**LISTE DES TÂCHES**
1. Recopiez le passage de l'extrait sur l'administration coloniale compris entre « De temps à autre, un » et « de les réintégrer. », inclus, en substituant « administrateur » à « gouverneur ».
2. Écrivez la suite de l'extrait sur l'administration coloniale, à partir de sa dernière phrase.

**EXTRAIT DU TEXTE**
►

Tous partent d’Europe animés d’un zèle ardent, mais il leur faut bientôt reconnaître que forcer un peuple à renier ses institutions pour adopter celles d’un autre est une utopie réalisable seulement dans les livres. Leurs tentatives n’ont pour résultat qu’une complète anarchie. Aux prises avec des difficultés de toute sorte, chacun d’eux essaye d’improviser un système bâtard destiné à concilier tous les intérêts, et qui, naturellement, n’en satisfait aucun.

De temps à autre, un gouverneur énergique et clairvoyant pratique des coupes sévères parmi ces rangs épais de bureaucrates, et la colonie respire momentanément. C’est ainsi que, dans l’Indo-Chine, monsieur Constans en supprima d’un seul coup un nombre suffisant pour peupler une petite ville, et réalisa ainsi sur cet unique chapitre une économie annuelle de plus de 8 millions. Bien entendu aussitôt son départ, on s’empressa de les réintégrer.

◄

**DONNÉES ENREGISTRÉES**
►

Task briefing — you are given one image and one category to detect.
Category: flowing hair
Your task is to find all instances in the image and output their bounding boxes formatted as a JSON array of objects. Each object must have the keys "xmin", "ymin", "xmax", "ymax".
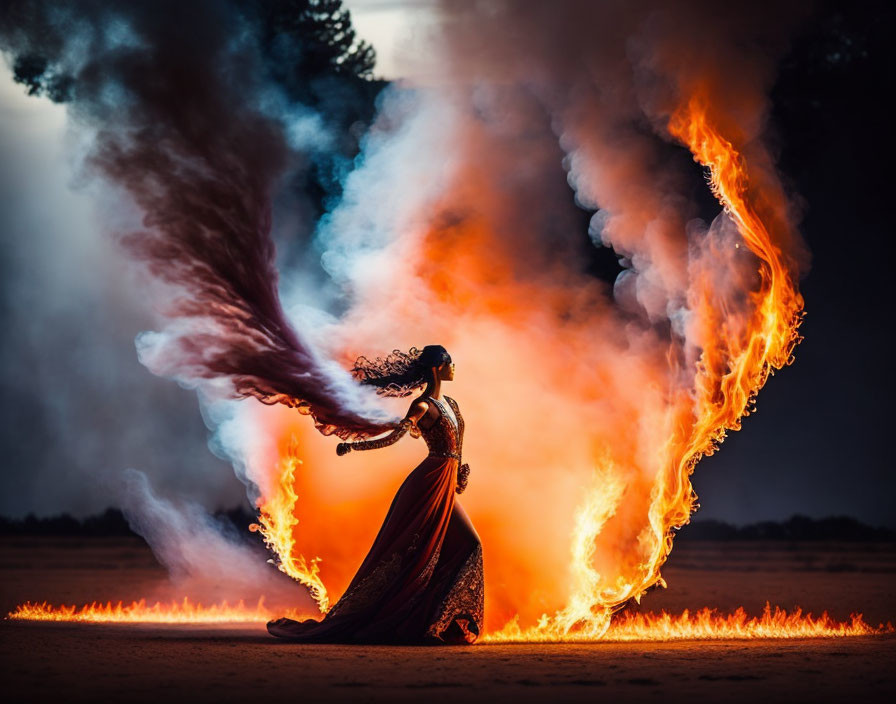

◄

**LISTE DES RÉPONSES**
1.
De temps à autre, un administrateur énergique et clairvoyant pratique des coupes sévères parmi ces rangs épais de bureaucrates, et la colonie respire momentanément. C’est ainsi que, dans l’Indo-Chine, monsieur Constans en supprima d’un seul coup un nombre suffisant pour peupler une petite ville, et réalisa ainsi sur cet unique chapitre une économie annuelle de plus de 8 millions. Bien entendu aussitôt son départ, on s’empressa de les réintégrer.

2.
Ce n’est pas uniquement au défaut de capacité de nos fonctionnaires qu’il faut attribuer leur insuccès, mais à l’absurdité du devoir imposé. Ils quittent la France avec la mission d’appliquer nos institutions à des peuples qui ne sauraient les accepter ni même les comprendre. De loin, rien ne leur semble plus facile. Mais, sitôt à leur poste, le découragement les saisit avec le sentiment d’une complète impuissance. Les gouverneurs eux-mêmes renoncent à cette trop lourde tâche. On vit autrefois, en 6 ans, 15 gouverneurs généraux se succéder en Indo-Chine, soit une moyenne de 5 mois pour chacun. S’ils y restent plus longtemps aujourd’hui, c’est que l’emploi étant royalement rétribué, on le donne à des hommes politiques influents.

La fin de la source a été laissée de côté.